[BEGIN TEXT]
Today is the 4th of July, though I don’t think it’ll mean anything different for us. I’ve heard that there’s going to be a “picnic” on the mess decks for most of the day, which I suppose means that it will be that much more difficult trying to get something to eat around meal hours. I also heard that our division will be letting us sleep through reveille and cleaning stations this morning due to the ridiculous drill/maintenance schedule that everyone’s been working around, so long as we make it to training on time at 10. If that’s true, that’s pretty good news seeing as it’s currently 2:30 in the morning, and I was only planning on getting about 4 hours of sleep. I think I’m going to set my alarm for 9:30 and just sleep until either it goes off, or someone wakes me up telling me that I’m late for something.
Edit:
I can see the weapons module turning into a huge mess the deeper I get; I need to start working on making it more organized before I get too much further. I’ve decided on having a separate sprite for the weapon, and cycling an attack animation for the dude depending on what kind of weapon he’s carrying:
Thrust attack: STUN ROD, PITCHFORK, MIND BLAST, RIFLE, SWORD ALT-FIRE
Overhand throw: WHIP, BOTTLE, MIND WHIP
Downhand motion: KATANA, SWORD, MIND FIELD, 6-SHOOTER (reversed order of sprites)
I can add an item to the animation_list, make sure it updates last so it always displays on top (the frills need to display afterwards, though. Might take some looking in to to make that work). I’ll get that, a melee weapon, a ranged weapon, and a whip-style weapon, and I’ll call it ready.

July 2nd, 2011
Finally, jesus. Whenever I read about any sort of TIGJam or anything where someone just “threw together” a game in a day or so, I always wonder how they did collision detection. Historically, that has always been my biggest problem. Every time I’ve had to give up, or something has taken me days to fix, it’s had something to do with physics and collision detection. Am I really making it so much harder than it needs to be? Or is it just the ridiculous combination of tile-based and pixel animation that I’m trying to use? Will I ever get a method working that’s simple enough to remember and reproduce in the future, should I ever need to do this again? Or will every time require two or three days of pulling my hair out and shouting at my code and making sacrifice unto the gods of programming before it will all work as it should?
[END TEXT]
[BEGIN AVAILABLE DATA]
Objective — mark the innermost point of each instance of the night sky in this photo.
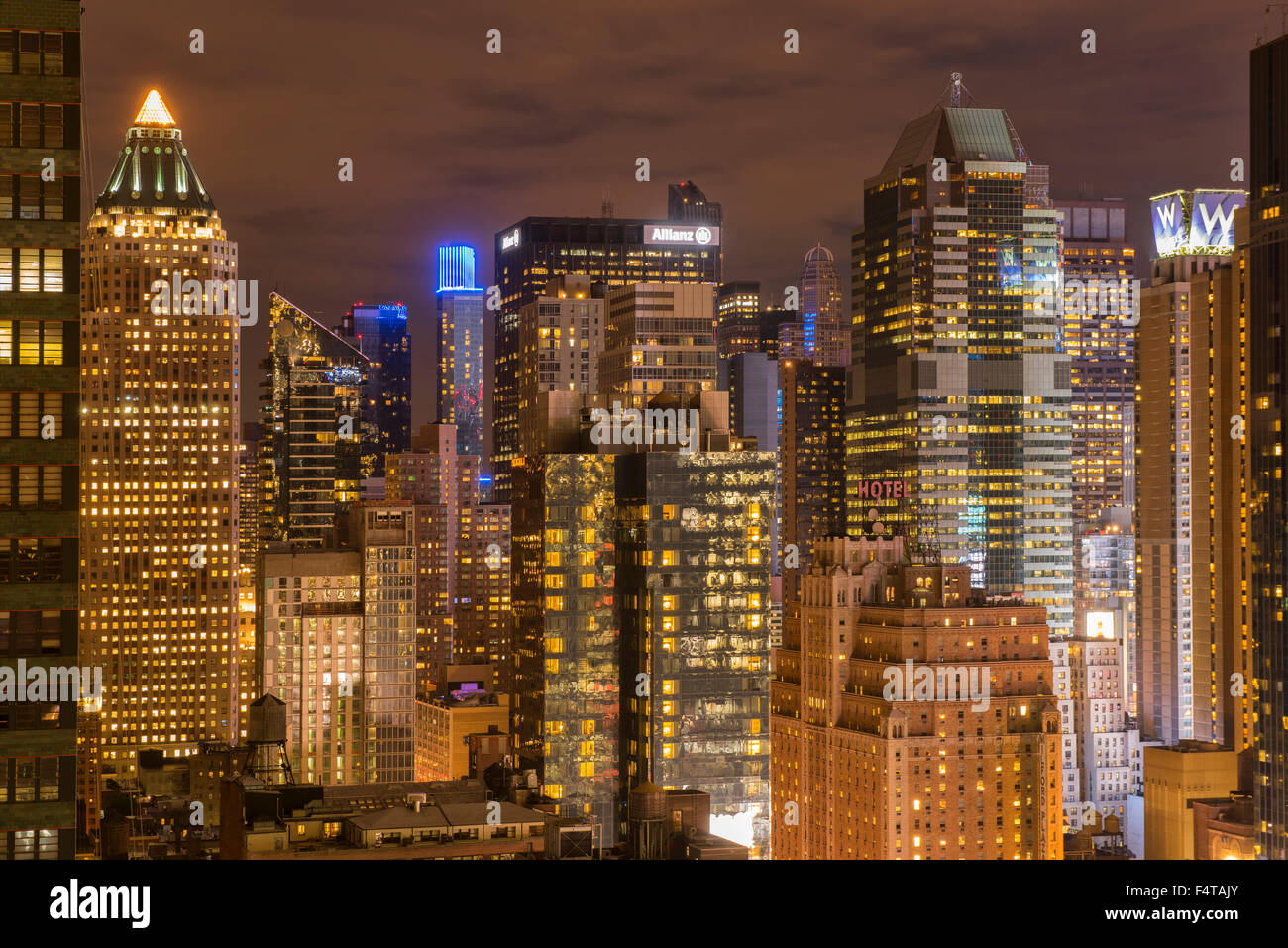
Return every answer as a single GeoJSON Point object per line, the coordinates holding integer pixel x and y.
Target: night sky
[END AVAILABLE DATA]
- _EXERCISE TASKS_:
(a) In the journal, which weapons are grouped under the thrust attack?
(b) According to the journal, what time does the writer plan to set the alarm for?
(c) Condense the journal paragraph beginning "Today is the 4th of July" into a short bulleted list that keeps its main facts.
The material has nothing to do with the journal.

- _SOLUTIONS_:
(a) STUN ROD, PITCHFORK, MIND BLAST, RIFLE, SWORD ALT-FIRE

(b) 9:30

(c)
- It is the 4th of July, but the writer doesn't expect it to change much.
- A "picnic" is reportedly planned on the mess decks for most of the day, which may make getting food at meal hours harder.
- The division may let them sleep through reveille and cleaning stations because of the heavy drill/maintenance schedule, as long as they reach training on time at 10.
- It is 2:30 in the morning, and the writer had expected only about 4 hours of sleep.
- The writer will set an alarm for 9:30 and sleep until it goes off or someone says they're late.